### Extrait cité
##############################

# pas de son avec freeplayer freebox V4



## 333bob (30 Novembre 2006)

Bonjour, je viens de lancer le freeplayer sur la télé, ça a l'air de marcher mais pas de son... et j'ai bien bidouillé mais rien n'y fait ... 
quelq'un a une idée?
D'autre part, il parait qu'il y a un autre logiciel homeplayer, ou est ce qu'on peut télécharger la version mac?


----------



## 333bob (30 Novembre 2006)

si je lis un fichier mp3 ou wma dans ce cas aucun pb, c'est seulement si je veux voir un avi que je n'ai pas de son....quelque soit le film !


----------



## stephaaanie (30 Novembre 2006)

333bob a dit:


> c'est seulement si je veux voir un avi que je n'ai pas de son....quelque soit le film !



bonjour, 
je crois bien que c'est normal car le format .avi est spécifique au logiciel quicktime. Donc ça me parait logique de ne pas pouvoir les lire sur ta télé via le freeplayer. Mais je peux me tromper.
As-tu recherché sur le site de free.adsl? Sinon, pas mal de sujets causent des fonctionnalités de la freebox, as-tu fais une recherche dans les forums de macgé?

bonne journée!


----------



## ntx (30 Novembre 2006)

stephaaanie a dit:


> je crois bien que c'est normal car le format .avi est sp&#233;cifique au logiciel quicktime.


Pas du tout et au contraire, VLC lit souvent bien mieux les avi que Quicktime sur lequel il manque souvent le son.

Est-ce que tes films se lisent correctement sur le Mac via VLC ?


----------



## 333bob (30 Novembre 2006)

En fait VLC lit très bien les avi, sur mon ordi ça marche parfaitement.
J'ai fait des recherches sur internet un peu partout pas trouvé de réponse, et un film sans son quand on l'installe sur la télé c un peu pénible... j'attends vos avis.
merci
A oui je suis allé voir sur les trucs de free, pas trop trouvé de réponse...


----------



## nikolo (30 Novembre 2006)

le lien de homplayer pour mac se trouve via google ou sur le site de homeplyer pc mais en petit.

##############################

Lignes du jeu de données sur l'emplacement des objets:
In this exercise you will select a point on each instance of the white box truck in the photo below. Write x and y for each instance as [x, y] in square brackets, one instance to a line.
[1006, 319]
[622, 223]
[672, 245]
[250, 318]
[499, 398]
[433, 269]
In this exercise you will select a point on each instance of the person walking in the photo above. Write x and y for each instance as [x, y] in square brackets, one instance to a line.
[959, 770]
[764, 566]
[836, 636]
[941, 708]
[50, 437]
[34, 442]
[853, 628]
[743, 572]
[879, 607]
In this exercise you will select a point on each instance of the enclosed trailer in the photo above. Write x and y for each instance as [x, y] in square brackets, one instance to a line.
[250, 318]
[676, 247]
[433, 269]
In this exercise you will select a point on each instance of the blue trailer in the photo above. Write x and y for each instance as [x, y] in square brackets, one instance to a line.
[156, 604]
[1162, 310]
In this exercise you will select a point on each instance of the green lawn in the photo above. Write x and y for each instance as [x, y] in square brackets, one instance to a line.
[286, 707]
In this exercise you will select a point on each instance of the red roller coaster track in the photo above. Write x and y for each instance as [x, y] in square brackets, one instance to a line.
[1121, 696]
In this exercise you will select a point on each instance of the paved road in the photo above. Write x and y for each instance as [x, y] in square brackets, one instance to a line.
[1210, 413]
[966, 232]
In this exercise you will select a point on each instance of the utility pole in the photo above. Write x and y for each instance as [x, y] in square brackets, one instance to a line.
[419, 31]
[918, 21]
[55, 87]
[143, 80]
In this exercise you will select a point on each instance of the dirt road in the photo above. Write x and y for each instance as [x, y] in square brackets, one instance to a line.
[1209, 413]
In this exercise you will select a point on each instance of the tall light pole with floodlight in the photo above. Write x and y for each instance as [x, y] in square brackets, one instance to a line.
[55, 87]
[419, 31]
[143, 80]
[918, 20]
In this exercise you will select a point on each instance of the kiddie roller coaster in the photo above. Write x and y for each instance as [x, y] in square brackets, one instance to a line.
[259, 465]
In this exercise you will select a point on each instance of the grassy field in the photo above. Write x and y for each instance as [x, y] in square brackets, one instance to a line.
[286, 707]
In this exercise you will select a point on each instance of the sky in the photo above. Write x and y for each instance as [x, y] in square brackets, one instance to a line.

##############################

### Exercices à faire
[a] D'après la discussion sur le Freeplayer, quels types de fichiers 333bob lit-il sans problème de son ?
[b] Reformulez sous forme de liste le paragraphe de la discussion sur le Freeplayer qui commence par « En fait VLC lit très bien les avi », en conservant ses faits principaux.

### Réponses dans l'ordre
[a] Les fichiers mp3 ou wma.

[b]
- Sur l'ordinateur, VLC lit parfaitement les fichiers avi.
- Des recherches un peu partout sur internet n'ont apporté aucune réponse.
- Un film sans son sur la télé est pénible, et des avis sont attendus.
- Les pages de Free n'ont pas vraiment fourni de réponse non plus.